--- Start Provided text ---
Saturday Nov 04, 2017
Karachi’s garbage problem is growing daily, by heaps and mounds. The solid waste management system of Pakistan’s most populous city is nearly choked. But there is one solution: the need to understand and accommodate Karachi’s informal sector of recycling. In other words, further bolstering the recycling activities of individuals - scavengers or rag pickers – and micro enterprises.
The informal system of waste collection in the city, while efficient and hierarchical is also highly oppressive and hazardous.
According to a 2012 World Bank study, Pakistan generates an estimated 50,438 tons of garbage per day, which is approximately 18.4 million tons per year. At the moment, the average per capita waste generation rate is 0.84 kg per day, which is projected to grow to 1.05 kg per capita per day by the year 2025. Therefore, in the future, 109,244 tons of solid waste per day could make its way to the city streets. Now compare that with some of the other countries in the table below.
In 2002, a research study by the Karachi-based Urban Resource Centre estimated Karachi to be generating 6,600 tons of waste per day. Since then, the trash has kept piling on, further straining the disposal system. Now, the city’s polluting heaps have doubled to 12,000 tons per day. Therefore, Karachi is producing 24 percent of Pakistan’s total waste per year.
If that isn’t staggering enough, most of the trash does not even make it to the two largest landfill sites: Surjani Town’s Jam Chakhro and the Deh Gondal Pass, near the Northern Bypass. Both are not proper landfill sites either, but rather just dump yards, as landfill sites should be properly lined to avoid leachate from seeping through. Also, both are approximately 20 km away from the centre of the city. Which means that practically, a garbage truck can only make two trips in a day.
At the landfill sites, the mountains of muck are an environmental hazard for the people living close by and for the scavengers forced to rummage through it.
--- End Provided text ---
--- Start Rows ---
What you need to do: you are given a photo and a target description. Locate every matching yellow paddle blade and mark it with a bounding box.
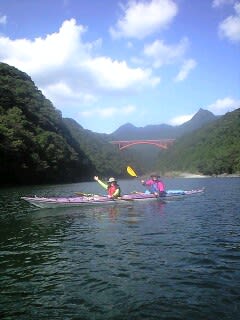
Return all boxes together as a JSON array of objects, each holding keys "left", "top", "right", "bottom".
[{"left": 127, "top": 166, "right": 137, "bottom": 177}]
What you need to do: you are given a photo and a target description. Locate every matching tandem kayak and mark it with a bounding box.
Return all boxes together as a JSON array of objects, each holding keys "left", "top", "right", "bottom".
[{"left": 21, "top": 189, "right": 204, "bottom": 208}]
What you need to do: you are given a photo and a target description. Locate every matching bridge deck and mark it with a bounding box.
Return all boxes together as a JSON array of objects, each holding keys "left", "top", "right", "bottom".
[{"left": 110, "top": 139, "right": 175, "bottom": 150}]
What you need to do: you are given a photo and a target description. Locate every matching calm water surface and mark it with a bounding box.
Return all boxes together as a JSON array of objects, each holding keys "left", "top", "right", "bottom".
[{"left": 0, "top": 178, "right": 240, "bottom": 320}]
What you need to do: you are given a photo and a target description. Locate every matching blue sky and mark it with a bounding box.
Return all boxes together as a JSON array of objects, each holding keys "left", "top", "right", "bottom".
[{"left": 0, "top": 0, "right": 240, "bottom": 133}]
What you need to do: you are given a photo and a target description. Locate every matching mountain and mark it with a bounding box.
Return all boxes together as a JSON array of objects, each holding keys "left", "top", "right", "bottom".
[
  {"left": 110, "top": 109, "right": 218, "bottom": 140},
  {"left": 0, "top": 63, "right": 135, "bottom": 185},
  {"left": 158, "top": 109, "right": 240, "bottom": 175}
]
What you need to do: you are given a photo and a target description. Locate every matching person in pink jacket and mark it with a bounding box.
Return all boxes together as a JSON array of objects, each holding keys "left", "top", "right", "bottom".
[{"left": 141, "top": 173, "right": 166, "bottom": 197}]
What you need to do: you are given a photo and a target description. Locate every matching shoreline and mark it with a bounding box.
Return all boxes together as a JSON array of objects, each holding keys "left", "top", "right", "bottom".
[{"left": 163, "top": 172, "right": 240, "bottom": 179}]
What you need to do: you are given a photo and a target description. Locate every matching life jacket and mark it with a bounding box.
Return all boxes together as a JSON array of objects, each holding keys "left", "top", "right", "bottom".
[
  {"left": 146, "top": 180, "right": 165, "bottom": 193},
  {"left": 108, "top": 184, "right": 121, "bottom": 197}
]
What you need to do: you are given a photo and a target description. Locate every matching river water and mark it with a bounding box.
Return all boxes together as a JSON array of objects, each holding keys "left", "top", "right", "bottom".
[{"left": 0, "top": 178, "right": 240, "bottom": 320}]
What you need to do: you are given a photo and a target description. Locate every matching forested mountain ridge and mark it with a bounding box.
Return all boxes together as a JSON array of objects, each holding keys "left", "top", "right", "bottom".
[
  {"left": 0, "top": 63, "right": 94, "bottom": 184},
  {"left": 64, "top": 118, "right": 141, "bottom": 177},
  {"left": 110, "top": 108, "right": 219, "bottom": 140},
  {"left": 158, "top": 109, "right": 240, "bottom": 175},
  {"left": 0, "top": 63, "right": 141, "bottom": 185},
  {"left": 0, "top": 63, "right": 240, "bottom": 185}
]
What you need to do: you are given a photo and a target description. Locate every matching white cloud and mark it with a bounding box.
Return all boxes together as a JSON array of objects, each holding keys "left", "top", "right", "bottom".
[
  {"left": 0, "top": 16, "right": 7, "bottom": 24},
  {"left": 85, "top": 57, "right": 159, "bottom": 89},
  {"left": 144, "top": 38, "right": 189, "bottom": 68},
  {"left": 109, "top": 0, "right": 178, "bottom": 39},
  {"left": 0, "top": 19, "right": 160, "bottom": 111},
  {"left": 219, "top": 2, "right": 240, "bottom": 42},
  {"left": 175, "top": 59, "right": 197, "bottom": 82},
  {"left": 212, "top": 0, "right": 235, "bottom": 8},
  {"left": 79, "top": 105, "right": 136, "bottom": 119},
  {"left": 169, "top": 114, "right": 194, "bottom": 126},
  {"left": 204, "top": 97, "right": 240, "bottom": 115}
]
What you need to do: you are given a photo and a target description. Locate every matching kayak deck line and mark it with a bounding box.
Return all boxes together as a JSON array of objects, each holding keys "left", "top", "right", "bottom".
[{"left": 21, "top": 188, "right": 204, "bottom": 208}]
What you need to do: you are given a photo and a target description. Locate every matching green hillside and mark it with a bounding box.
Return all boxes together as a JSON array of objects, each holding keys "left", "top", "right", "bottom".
[{"left": 158, "top": 109, "right": 240, "bottom": 175}]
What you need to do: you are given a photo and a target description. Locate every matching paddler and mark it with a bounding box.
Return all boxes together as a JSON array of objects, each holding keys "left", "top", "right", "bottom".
[
  {"left": 141, "top": 173, "right": 166, "bottom": 197},
  {"left": 94, "top": 176, "right": 121, "bottom": 199}
]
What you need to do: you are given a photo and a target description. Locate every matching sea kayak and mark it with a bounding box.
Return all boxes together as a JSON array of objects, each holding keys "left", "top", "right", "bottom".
[{"left": 21, "top": 189, "right": 204, "bottom": 208}]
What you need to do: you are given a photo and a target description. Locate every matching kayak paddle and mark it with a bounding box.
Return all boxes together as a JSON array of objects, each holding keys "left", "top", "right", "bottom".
[{"left": 127, "top": 166, "right": 137, "bottom": 178}]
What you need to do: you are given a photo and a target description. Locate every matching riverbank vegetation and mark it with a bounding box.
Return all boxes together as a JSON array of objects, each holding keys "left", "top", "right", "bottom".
[{"left": 0, "top": 63, "right": 240, "bottom": 185}]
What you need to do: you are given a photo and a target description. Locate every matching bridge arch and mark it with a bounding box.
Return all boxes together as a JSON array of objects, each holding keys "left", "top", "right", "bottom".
[{"left": 110, "top": 139, "right": 175, "bottom": 150}]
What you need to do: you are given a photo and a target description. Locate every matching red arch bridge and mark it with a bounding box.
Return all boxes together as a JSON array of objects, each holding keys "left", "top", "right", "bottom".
[{"left": 110, "top": 139, "right": 175, "bottom": 150}]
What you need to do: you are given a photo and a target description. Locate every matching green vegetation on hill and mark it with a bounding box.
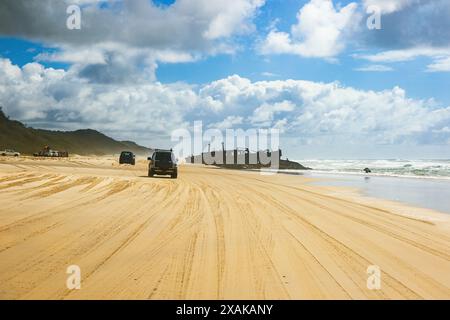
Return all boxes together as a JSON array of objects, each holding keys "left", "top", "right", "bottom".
[{"left": 0, "top": 108, "right": 151, "bottom": 155}]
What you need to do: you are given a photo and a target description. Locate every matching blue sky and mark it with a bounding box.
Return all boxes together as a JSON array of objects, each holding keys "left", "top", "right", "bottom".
[{"left": 0, "top": 0, "right": 450, "bottom": 158}]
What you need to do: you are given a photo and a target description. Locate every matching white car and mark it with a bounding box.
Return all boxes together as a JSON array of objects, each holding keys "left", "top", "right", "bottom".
[{"left": 0, "top": 149, "right": 20, "bottom": 157}]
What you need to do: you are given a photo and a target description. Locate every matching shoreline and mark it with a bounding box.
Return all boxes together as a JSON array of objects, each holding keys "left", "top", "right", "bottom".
[{"left": 0, "top": 157, "right": 450, "bottom": 300}]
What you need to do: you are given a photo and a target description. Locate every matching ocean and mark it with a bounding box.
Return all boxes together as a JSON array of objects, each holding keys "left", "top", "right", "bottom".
[
  {"left": 298, "top": 159, "right": 450, "bottom": 179},
  {"left": 288, "top": 159, "right": 450, "bottom": 213}
]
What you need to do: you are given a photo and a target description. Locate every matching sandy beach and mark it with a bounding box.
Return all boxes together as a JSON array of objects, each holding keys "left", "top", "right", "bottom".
[{"left": 0, "top": 157, "right": 450, "bottom": 299}]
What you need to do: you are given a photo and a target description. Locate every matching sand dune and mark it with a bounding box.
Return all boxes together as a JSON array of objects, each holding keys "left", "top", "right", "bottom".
[{"left": 0, "top": 157, "right": 450, "bottom": 299}]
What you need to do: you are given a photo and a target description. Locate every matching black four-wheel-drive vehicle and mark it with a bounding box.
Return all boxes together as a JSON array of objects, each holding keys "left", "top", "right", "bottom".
[
  {"left": 119, "top": 151, "right": 136, "bottom": 166},
  {"left": 148, "top": 149, "right": 178, "bottom": 179}
]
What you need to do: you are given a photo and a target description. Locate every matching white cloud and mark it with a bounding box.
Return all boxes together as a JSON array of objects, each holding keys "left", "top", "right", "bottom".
[
  {"left": 250, "top": 100, "right": 295, "bottom": 126},
  {"left": 0, "top": 59, "right": 450, "bottom": 147},
  {"left": 427, "top": 56, "right": 450, "bottom": 72},
  {"left": 0, "top": 0, "right": 265, "bottom": 83},
  {"left": 355, "top": 64, "right": 394, "bottom": 72},
  {"left": 363, "top": 0, "right": 420, "bottom": 14},
  {"left": 260, "top": 0, "right": 360, "bottom": 58}
]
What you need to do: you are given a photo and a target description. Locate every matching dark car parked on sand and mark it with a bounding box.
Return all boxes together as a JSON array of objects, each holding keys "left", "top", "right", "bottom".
[
  {"left": 119, "top": 151, "right": 136, "bottom": 166},
  {"left": 148, "top": 149, "right": 178, "bottom": 179}
]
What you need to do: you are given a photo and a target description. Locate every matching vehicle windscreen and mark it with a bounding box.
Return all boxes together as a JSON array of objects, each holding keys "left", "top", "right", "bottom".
[{"left": 155, "top": 152, "right": 172, "bottom": 161}]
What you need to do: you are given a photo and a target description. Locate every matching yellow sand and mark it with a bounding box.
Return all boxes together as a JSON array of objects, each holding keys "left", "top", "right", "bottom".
[{"left": 0, "top": 157, "right": 450, "bottom": 299}]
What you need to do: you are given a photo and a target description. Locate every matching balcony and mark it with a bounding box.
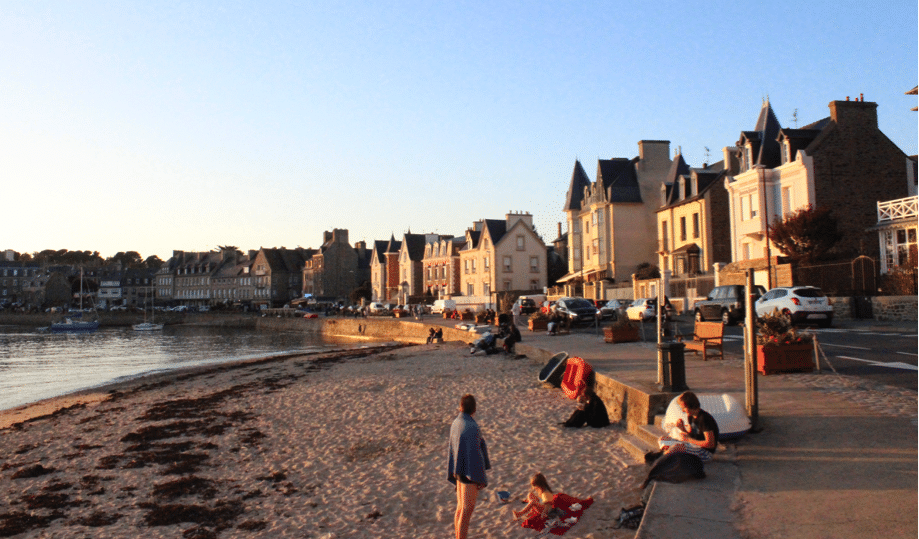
--- End Rows ---
Parts of the exercise:
[A] According to the article on Karachi's waste, which are the two largest landfill sites?
[B] Repeat the part of the article on Karachi's waste between "According to a" and "waste per year.", inclusive.
The items above come from a different source than the article on Karachi's waste.

Answers provided:
[A] Surjani Town's Jam Chakhro and the Deh Gondal Pass, near the Northern Bypass.

[B]
According to a 2012 World Bank study, Pakistan generates an estimated 50,438 tons of garbage per day, which is approximately 18.4 million tons per year. At the moment, the average per capita waste generation rate is 0.84 kg per day, which is projected to grow to 1.05 kg per capita per day by the year 2025. Therefore, in the future, 109,244 tons of solid waste per day could make its way to the city streets. Now compare that with some of the other countries in the table below.
In 2002, a research study by the Karachi-based Urban Resource Centre estimated Karachi to be generating 6,600 tons of waste per day. Since then, the trash has kept piling on, further straining the disposal system. Now, the city’s polluting heaps have doubled to 12,000 tons per day. Therefore, Karachi is producing 24 percent of Pakistan’s total waste per year.